═════ RECORDS TO PROCESS

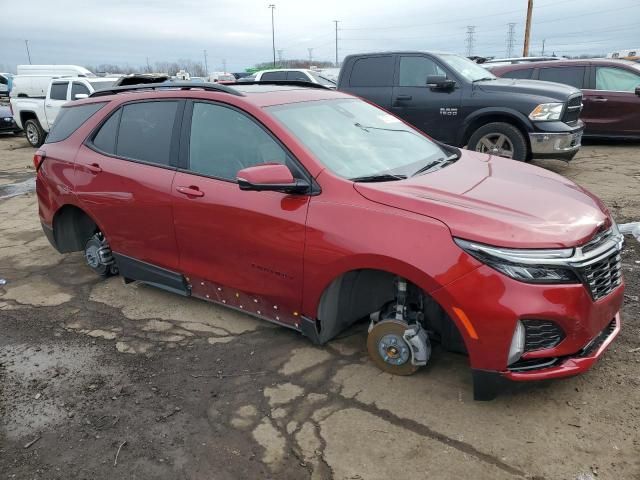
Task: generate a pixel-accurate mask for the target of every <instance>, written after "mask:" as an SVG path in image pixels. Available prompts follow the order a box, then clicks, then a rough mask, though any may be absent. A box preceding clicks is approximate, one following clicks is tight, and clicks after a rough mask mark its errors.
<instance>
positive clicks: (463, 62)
mask: <svg viewBox="0 0 640 480" xmlns="http://www.w3.org/2000/svg"><path fill="white" fill-rule="evenodd" d="M438 57H440V58H441V59H442V61H443V62H445V63H446V64H447V65H449V67H451V69H452V70H454V71H455V72H456V73H458V74H460V75H462V76H463V77H464V78H466V79H467V80H469V81H470V82H474V81H477V80H481V79H484V78H488V79H494V78H496V76H495V75H494V74H493V73H491V72H490V71H489V70H487V69H485V68H483V67H481V66H480V65H478V64H477V63H474V62H472V61H471V60H469V59H468V58H465V57H461V56H460V55H454V54H451V53H444V54H440V55H438Z"/></svg>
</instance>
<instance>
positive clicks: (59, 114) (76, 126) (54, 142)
mask: <svg viewBox="0 0 640 480" xmlns="http://www.w3.org/2000/svg"><path fill="white" fill-rule="evenodd" d="M105 105H106V102H105V103H89V104H87V105H78V106H70V107H63V108H62V109H60V113H58V116H57V117H56V121H55V122H54V123H53V127H52V128H51V131H50V132H49V135H47V139H46V140H45V143H55V142H61V141H62V140H65V139H67V138H69V136H70V135H71V134H72V133H73V132H75V131H76V130H77V129H78V128H80V125H82V124H83V123H84V122H86V121H87V120H88V119H89V118H91V116H92V115H93V114H94V113H96V112H97V111H98V110H100V109H101V108H102V107H104V106H105Z"/></svg>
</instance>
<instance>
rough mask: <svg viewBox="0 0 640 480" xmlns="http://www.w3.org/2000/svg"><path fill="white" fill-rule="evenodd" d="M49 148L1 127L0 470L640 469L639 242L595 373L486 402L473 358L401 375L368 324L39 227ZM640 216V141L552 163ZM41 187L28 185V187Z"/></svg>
mask: <svg viewBox="0 0 640 480" xmlns="http://www.w3.org/2000/svg"><path fill="white" fill-rule="evenodd" d="M32 155H33V149H31V148H30V147H29V146H28V145H27V144H26V142H25V141H24V140H23V139H21V138H17V137H13V136H5V137H0V278H3V279H6V284H5V285H3V286H0V332H1V333H0V389H1V390H0V415H1V419H0V478H2V479H4V478H8V479H14V478H15V479H65V480H66V479H115V478H118V479H120V478H122V479H125V478H126V479H231V478H233V479H235V478H250V479H258V478H260V479H261V478H274V479H275V478H277V479H289V478H295V479H299V478H300V479H302V478H311V479H330V478H333V479H354V480H355V479H360V480H364V479H366V480H369V479H388V478H394V479H404V478H415V479H423V478H430V479H463V478H473V479H491V480H498V479H525V478H526V479H538V480H540V479H549V480H551V479H553V480H555V479H570V480H574V479H582V480H585V479H596V478H597V479H622V480H627V479H640V303H639V300H638V296H639V295H640V293H639V290H640V288H639V287H640V244H639V243H638V242H637V241H636V240H635V239H632V238H628V240H627V243H626V249H625V251H624V253H623V263H624V273H625V281H626V283H627V291H626V302H625V306H624V312H623V313H624V317H623V321H624V325H623V329H622V332H621V334H620V336H619V337H618V339H617V341H616V342H614V344H613V345H612V346H611V348H610V349H609V351H608V352H607V353H606V355H605V356H604V358H602V360H601V361H600V362H599V363H598V364H597V365H596V366H595V367H594V368H593V369H592V370H591V371H590V372H588V373H587V374H585V375H582V376H580V377H576V378H572V379H568V380H562V381H555V382H548V383H539V384H535V385H526V386H523V387H520V388H517V389H515V388H514V389H513V390H512V391H509V392H506V393H504V394H503V395H502V396H500V397H498V398H497V399H496V400H494V401H492V402H474V401H473V400H472V389H471V376H470V371H469V368H468V363H467V361H466V358H465V357H463V356H459V355H454V354H449V353H445V352H442V351H439V350H436V352H435V353H434V358H433V360H432V362H431V363H430V364H429V366H428V367H426V368H424V369H422V370H420V371H419V372H418V373H417V374H416V375H414V376H411V377H393V376H390V375H388V374H385V373H381V372H380V371H379V370H377V369H376V368H375V367H373V366H372V365H371V363H370V362H369V360H368V359H367V355H366V348H365V336H366V325H362V324H360V325H357V326H356V327H354V328H353V329H351V330H350V331H349V332H347V333H346V334H344V335H343V336H342V337H341V338H340V339H338V340H336V341H333V342H331V344H330V345H328V346H327V347H326V348H315V347H313V346H311V345H310V343H309V342H308V341H307V340H306V339H305V338H303V337H302V336H300V335H298V334H296V333H294V332H291V331H288V330H285V329H283V328H278V327H275V326H273V325H270V324H267V323H261V322H260V321H257V320H254V319H253V318H250V317H248V316H244V315H242V314H238V313H235V312H231V311H228V310H224V309H222V308H219V307H216V306H214V305H210V304H207V303H204V302H201V301H198V300H195V299H190V298H182V297H179V296H176V295H172V294H169V293H166V292H163V291H160V290H157V289H154V288H152V287H148V286H145V285H141V284H130V285H126V286H125V285H124V284H123V282H122V279H121V278H118V277H115V278H111V279H109V280H106V281H101V280H99V279H98V278H97V277H96V276H94V275H93V274H92V273H91V272H90V271H89V269H88V267H86V266H85V265H84V262H83V258H82V256H81V255H80V254H69V255H60V254H58V253H56V252H55V251H54V250H53V249H52V248H51V247H50V246H49V244H48V243H47V240H46V239H45V237H44V235H43V234H42V232H41V229H40V225H39V220H38V214H37V205H36V198H35V195H34V193H33V191H32V188H33V174H34V172H33V169H32V168H31V158H32ZM540 165H541V166H544V167H545V168H549V169H552V170H554V171H556V172H559V173H561V174H563V175H566V176H568V177H570V178H572V179H574V180H575V181H577V182H578V183H580V184H581V185H583V186H585V187H587V188H589V189H591V190H592V191H594V192H595V193H596V194H598V195H600V196H601V197H602V198H603V200H604V201H605V203H606V204H607V205H608V206H609V207H610V208H611V209H612V211H613V213H614V216H615V217H616V218H617V220H618V221H619V222H626V221H632V220H640V145H637V144H626V145H615V144H612V145H587V146H585V147H584V148H583V149H582V151H581V153H580V154H579V156H578V157H577V158H576V159H574V160H573V161H572V162H571V163H570V164H565V163H563V162H555V161H547V162H544V163H540ZM21 192H25V193H21Z"/></svg>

══════════

TASK PROMPT =
Quote the records word for word, starting at their beginning and going on through the line that contains "positive clicks: (463, 62)", with that line included. Leave the picture out of your answer.

RESPONSE AREA =
Task: generate a pixel-accurate mask for the target of every <instance>, written after "mask:" as an SVG path in image pixels. Available prompts follow the order a box, then clicks, then a rough mask, though any may be absent. A box preceding clicks is approximate, one following clicks is tight, and clicks after a rough mask mark its errors.
<instance>
positive clicks: (463, 62)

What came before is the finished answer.